DOCUMENT SECTION —
------------------------------
PDA

View Full Version : [all variants] There must be a better way to grow a raid5 as the disks get bigger



bradtem
October 1st, 2010, 03:06 AM
Many years ago I started a RAID 5, and over the years as I have purchased larger disks, I have replaced drives in the Raid 5. Eventually I get to a point where all 3 disks are larger than they were when I last resized the RAID, and so one would like to expand the RAID.

The methods I have seen described on the web seem immensely time consuming and also risky, to do something that should take almost no time at all. It is suggested you must delete each RAID component partition in turn (degrading the RAID), create a new larger partition and then add that into the RAID, which will cause a rebuild. That rebuild will still be the same old size until you do the last disk, and in fact that rebuild will be the exact same bytes, except for the metadata about the sub-partition, and the location of the metadata, which I believe goes at the new end of the partition.

So that means hours of rebuilding -- and the risk that rebuilding entails if there is an undetected error on the other disks -- all to do nothing but update the metadata! Note that in this case the partition is being grown in place, expanded to fill empty space that sits after it.

Finally, it is time to do the physical replacement of the last small drive with a new big one. Again you would create a degraded RAID and rebuild onto the new big disk. You might have to first do the repair before you do the mdadm --grow, I am not as sure if you can do all those at once. I'm trying to recall if the grow --size=max will cause another rebuild of the RAID, more hours of slow system.

Now for the new larger drive, we do have to get the data from the old one to it, and a disable/add/rebuild is as fast a way to do that as any since we are limited by write to the new drive. But it's a much riskier way that the way I would imagine, which would be to block copy the old small drive to the new big one with dd, though that requires downtime while you do it.

To get specific right now I have two 1TB drives and a 750, and I am swapping the 750 for a 2TB. The drives are not fully RAID, because I also have an raid-1 root file system on two of them, as well as swap, and a raid-0 /tmp filesystem on all 3 of them etc. For simplicity say there is 700GB of RAID-5 on each drive, with 250gb spare space on the two 1TB drives.

You may ask, why do the 1TB drives have shorter 700gb raid partitions and empty space after them? Why didn't I build the RAID 5 into the full rest of the drive when I put those in, even if only 700GB would be used by the RAID? That's because it will be some time before the next size-change, and it seems a shame to waste that spare space. What I like to do with it is throw up temporary partitions for use as scratch. In particular one good use is to have a partition there that can hold rsync mirrors of other machines which are updated regularly. It is not a crisis if a drive failure loses the mirror so that's OK on only one drive.
------------------------------
DATA LISTING —
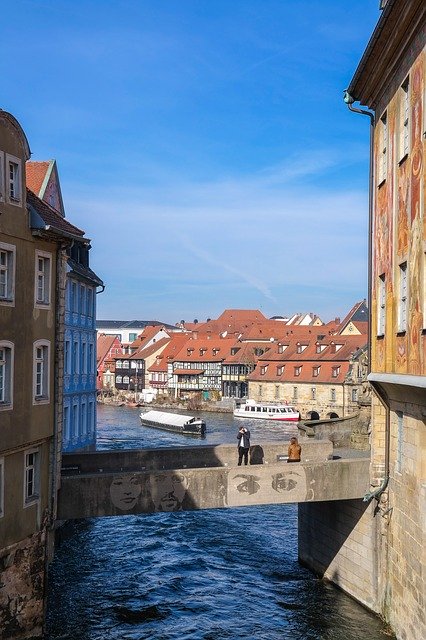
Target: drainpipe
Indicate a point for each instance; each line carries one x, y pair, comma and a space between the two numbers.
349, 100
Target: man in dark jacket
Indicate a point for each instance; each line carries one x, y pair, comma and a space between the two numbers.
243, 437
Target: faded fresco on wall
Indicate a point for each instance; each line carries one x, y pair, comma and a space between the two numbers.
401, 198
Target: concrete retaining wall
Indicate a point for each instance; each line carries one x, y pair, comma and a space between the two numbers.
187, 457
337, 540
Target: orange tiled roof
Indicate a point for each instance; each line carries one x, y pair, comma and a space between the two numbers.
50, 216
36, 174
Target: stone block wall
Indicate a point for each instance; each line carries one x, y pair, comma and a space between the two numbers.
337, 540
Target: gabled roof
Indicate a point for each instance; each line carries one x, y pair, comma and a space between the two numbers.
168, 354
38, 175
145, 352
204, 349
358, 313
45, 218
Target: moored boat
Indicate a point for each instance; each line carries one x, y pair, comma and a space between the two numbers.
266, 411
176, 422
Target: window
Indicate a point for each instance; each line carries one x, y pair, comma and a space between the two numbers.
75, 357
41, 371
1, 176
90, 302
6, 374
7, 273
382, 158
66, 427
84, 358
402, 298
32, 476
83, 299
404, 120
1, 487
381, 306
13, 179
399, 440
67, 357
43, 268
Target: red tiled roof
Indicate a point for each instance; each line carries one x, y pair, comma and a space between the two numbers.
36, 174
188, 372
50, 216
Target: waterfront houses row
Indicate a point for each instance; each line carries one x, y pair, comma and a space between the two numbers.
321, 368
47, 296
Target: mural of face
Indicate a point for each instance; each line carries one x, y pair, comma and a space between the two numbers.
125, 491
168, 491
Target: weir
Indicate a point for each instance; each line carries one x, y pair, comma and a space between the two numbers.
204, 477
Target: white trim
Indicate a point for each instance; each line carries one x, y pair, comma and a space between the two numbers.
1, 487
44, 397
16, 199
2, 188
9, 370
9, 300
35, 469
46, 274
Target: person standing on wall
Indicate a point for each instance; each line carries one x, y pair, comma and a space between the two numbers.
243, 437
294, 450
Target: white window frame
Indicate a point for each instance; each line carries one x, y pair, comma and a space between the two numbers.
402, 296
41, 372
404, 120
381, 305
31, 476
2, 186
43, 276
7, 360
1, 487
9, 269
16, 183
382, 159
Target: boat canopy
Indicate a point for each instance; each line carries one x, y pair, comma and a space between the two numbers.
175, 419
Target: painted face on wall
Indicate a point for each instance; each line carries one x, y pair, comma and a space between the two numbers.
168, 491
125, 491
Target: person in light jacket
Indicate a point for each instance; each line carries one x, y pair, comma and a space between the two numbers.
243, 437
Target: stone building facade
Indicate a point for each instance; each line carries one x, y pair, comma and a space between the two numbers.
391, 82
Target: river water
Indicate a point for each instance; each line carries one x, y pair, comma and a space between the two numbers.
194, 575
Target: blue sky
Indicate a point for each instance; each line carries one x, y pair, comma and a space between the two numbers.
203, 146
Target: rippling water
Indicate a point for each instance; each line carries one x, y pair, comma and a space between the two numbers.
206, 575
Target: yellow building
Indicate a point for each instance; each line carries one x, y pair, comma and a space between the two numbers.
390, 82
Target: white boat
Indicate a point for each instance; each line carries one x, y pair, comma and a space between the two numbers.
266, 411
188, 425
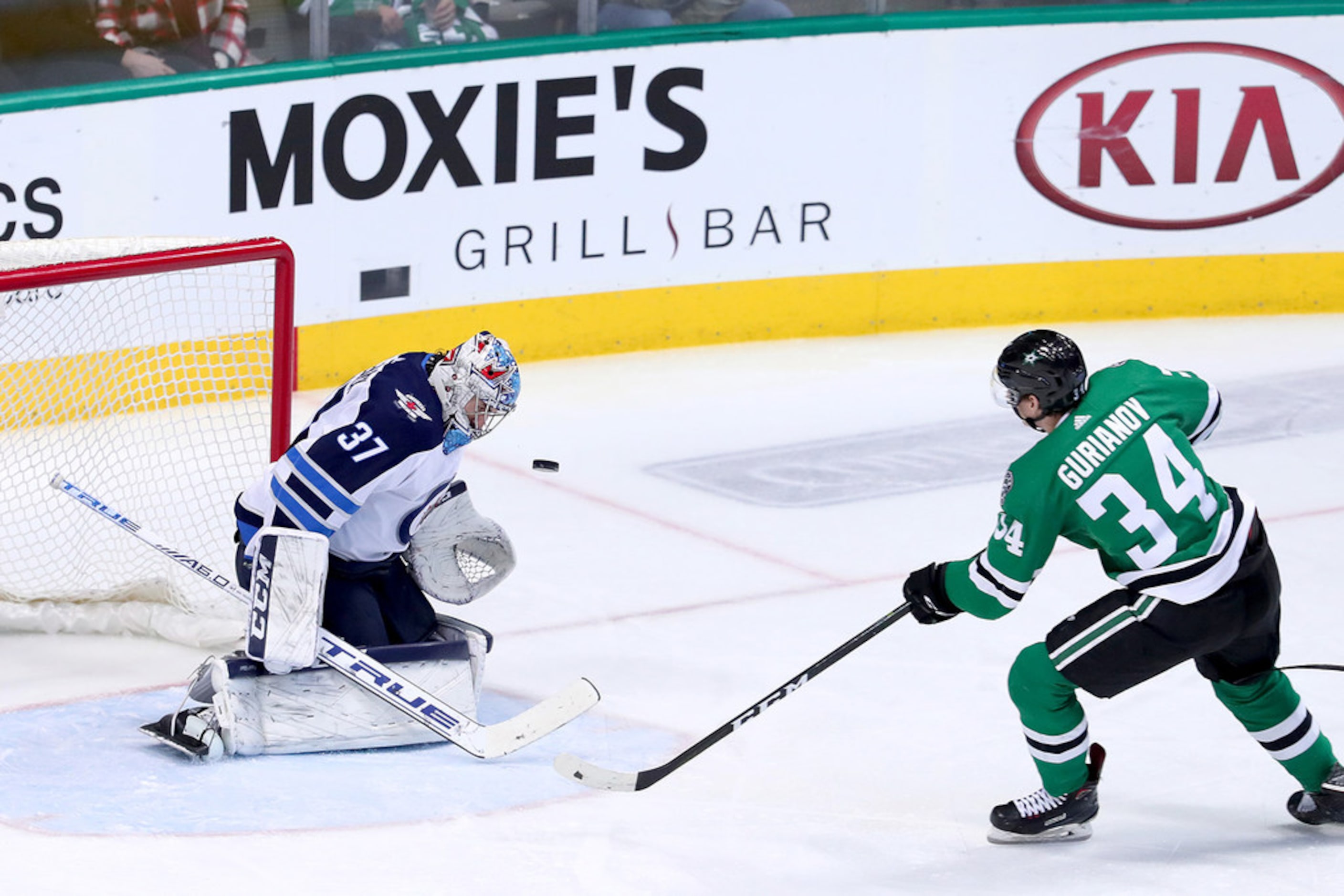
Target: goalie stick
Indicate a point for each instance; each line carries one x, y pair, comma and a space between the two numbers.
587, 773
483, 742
------------------------------
WRITTEN REQUEST — Can you extract the passage in the forum post about growing a RAID 5 above, from "The methods I" up to and including "sits after it."?

RIGHT ANSWER —
The methods I have seen described on the web seem immensely time consuming and also risky, to do something that should take almost no time at all. It is suggested you must delete each RAID component partition in turn (degrading the RAID), create a new larger partition and then add that into the RAID, which will cause a rebuild. That rebuild will still be the same old size until you do the last disk, and in fact that rebuild will be the exact same bytes, except for the metadata about the sub-partition, and the location of the metadata, which I believe goes at the new end of the partition.

So that means hours of rebuilding -- and the risk that rebuilding entails if there is an undetected error on the other disks -- all to do nothing but update the metadata! Note that in this case the partition is being grown in place, expanded to fill empty space that sits after it.